<<<<

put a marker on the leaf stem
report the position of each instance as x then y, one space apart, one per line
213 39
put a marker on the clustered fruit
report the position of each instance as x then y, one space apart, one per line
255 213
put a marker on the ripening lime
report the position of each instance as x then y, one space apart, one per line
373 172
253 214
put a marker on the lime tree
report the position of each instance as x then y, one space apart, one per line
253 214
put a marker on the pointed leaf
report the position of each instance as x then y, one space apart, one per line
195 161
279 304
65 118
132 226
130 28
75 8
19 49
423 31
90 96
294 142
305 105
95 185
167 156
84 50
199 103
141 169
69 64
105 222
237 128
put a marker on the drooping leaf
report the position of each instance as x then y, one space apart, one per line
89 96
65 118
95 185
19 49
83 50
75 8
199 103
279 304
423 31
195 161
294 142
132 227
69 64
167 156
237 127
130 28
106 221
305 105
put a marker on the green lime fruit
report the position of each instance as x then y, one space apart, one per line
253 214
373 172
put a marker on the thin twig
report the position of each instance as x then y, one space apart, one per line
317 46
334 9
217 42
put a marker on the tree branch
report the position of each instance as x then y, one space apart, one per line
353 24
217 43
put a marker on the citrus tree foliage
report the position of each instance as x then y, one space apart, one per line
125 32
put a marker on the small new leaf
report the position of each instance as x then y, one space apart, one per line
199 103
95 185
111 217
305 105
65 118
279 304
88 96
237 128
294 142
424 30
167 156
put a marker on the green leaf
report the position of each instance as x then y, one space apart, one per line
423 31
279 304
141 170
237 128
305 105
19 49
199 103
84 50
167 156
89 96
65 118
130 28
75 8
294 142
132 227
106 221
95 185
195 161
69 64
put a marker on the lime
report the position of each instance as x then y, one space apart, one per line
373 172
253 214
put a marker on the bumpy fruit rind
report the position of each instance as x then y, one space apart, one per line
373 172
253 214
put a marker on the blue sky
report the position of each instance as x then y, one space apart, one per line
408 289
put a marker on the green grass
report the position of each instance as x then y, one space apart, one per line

>>>>

**Work request**
Beginning with the line that has "put a marker on the citrus tree foliage" and ending with the line that has "put a marker on the small new leaf", set down the lines above exactly and include no others.

**Exercise result**
put a marker on the citrus tree foliage
report the position of each instance as x then y, one space apart, one per line
125 32
put a marker on the small new leaf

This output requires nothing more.